GOAL OF THE EXERCISE:
For each line of the listing, output an exact copy.
[SOURCE DATA Boundary: Start]
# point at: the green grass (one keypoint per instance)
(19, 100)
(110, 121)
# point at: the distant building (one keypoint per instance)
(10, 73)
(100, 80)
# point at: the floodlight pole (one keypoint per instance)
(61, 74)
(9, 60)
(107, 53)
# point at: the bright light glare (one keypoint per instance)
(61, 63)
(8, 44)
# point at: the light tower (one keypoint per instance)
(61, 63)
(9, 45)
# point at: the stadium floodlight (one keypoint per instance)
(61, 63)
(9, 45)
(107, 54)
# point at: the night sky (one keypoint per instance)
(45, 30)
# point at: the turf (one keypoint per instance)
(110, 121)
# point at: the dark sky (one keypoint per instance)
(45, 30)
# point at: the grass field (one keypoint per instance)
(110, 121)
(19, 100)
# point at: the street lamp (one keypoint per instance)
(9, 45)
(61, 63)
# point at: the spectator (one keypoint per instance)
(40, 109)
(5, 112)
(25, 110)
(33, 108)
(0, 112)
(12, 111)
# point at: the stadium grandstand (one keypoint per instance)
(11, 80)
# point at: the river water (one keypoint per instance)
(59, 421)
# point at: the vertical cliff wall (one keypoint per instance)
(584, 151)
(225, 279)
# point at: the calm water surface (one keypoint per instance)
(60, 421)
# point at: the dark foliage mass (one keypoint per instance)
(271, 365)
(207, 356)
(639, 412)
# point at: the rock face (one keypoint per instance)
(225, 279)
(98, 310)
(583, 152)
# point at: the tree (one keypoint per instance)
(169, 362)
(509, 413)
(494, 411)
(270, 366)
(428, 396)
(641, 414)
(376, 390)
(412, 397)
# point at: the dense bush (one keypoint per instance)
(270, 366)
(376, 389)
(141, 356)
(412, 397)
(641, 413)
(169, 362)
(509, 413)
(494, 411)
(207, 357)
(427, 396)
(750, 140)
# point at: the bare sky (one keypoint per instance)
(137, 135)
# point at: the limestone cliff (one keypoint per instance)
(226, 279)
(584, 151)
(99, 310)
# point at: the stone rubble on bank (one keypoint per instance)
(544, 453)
[SOURCE DATA Boundary: End]
SOLVED PROBLEM:
# point at: the green grass (one keypoint per instance)
(19, 100)
(110, 121)
# point at: the distant building (one keypoint per instance)
(10, 73)
(100, 80)
# point at: the floodlight pole (one keypoint per instance)
(61, 74)
(9, 60)
(107, 53)
# point at: the bright light glare (one keypoint per instance)
(61, 63)
(8, 44)
# point at: the light tower (one keypoint per instance)
(61, 63)
(9, 45)
# point at: the stadium floodlight (one keypoint per instance)
(61, 63)
(9, 45)
(107, 54)
# point at: the night sky (one keypoint per instance)
(45, 30)
# point at: the turf (one keypoint per instance)
(110, 121)
# point at: the dark sky (one keypoint per instance)
(45, 30)
# point at: the grass field (one keypoint per instance)
(110, 121)
(19, 100)
# point at: the street lamp (one keypoint per instance)
(9, 45)
(61, 63)
# point at: the spectator (one keypoint per instance)
(40, 109)
(5, 112)
(25, 110)
(33, 108)
(0, 112)
(12, 111)
# point at: the stadium grandstand (one keypoint per instance)
(11, 80)
# point at: the river water (one keypoint per instance)
(59, 421)
# point at: the vertical cliff wall (one keypoint per instance)
(584, 151)
(225, 279)
# point at: the calm water surface (one keypoint per instance)
(60, 421)
# point at: the dark foliage mass (one keypoint per instance)
(271, 365)
(207, 356)
(639, 412)
# point at: the rock face (one keypoint per instance)
(225, 279)
(98, 310)
(583, 152)
# point at: the tree (one keypoint per instance)
(169, 362)
(509, 413)
(494, 411)
(270, 366)
(428, 396)
(641, 414)
(376, 390)
(412, 397)
# point at: the dense bush (one keypoint per instance)
(270, 366)
(376, 389)
(141, 356)
(412, 397)
(641, 413)
(169, 362)
(509, 413)
(494, 411)
(207, 357)
(427, 396)
(750, 140)
# point at: the bare sky (one keypoint per instance)
(137, 135)
# point at: the limestone cliff (one keypoint per instance)
(226, 279)
(584, 151)
(99, 310)
# point at: the stone rubble on bank (one keypoint per instance)
(544, 453)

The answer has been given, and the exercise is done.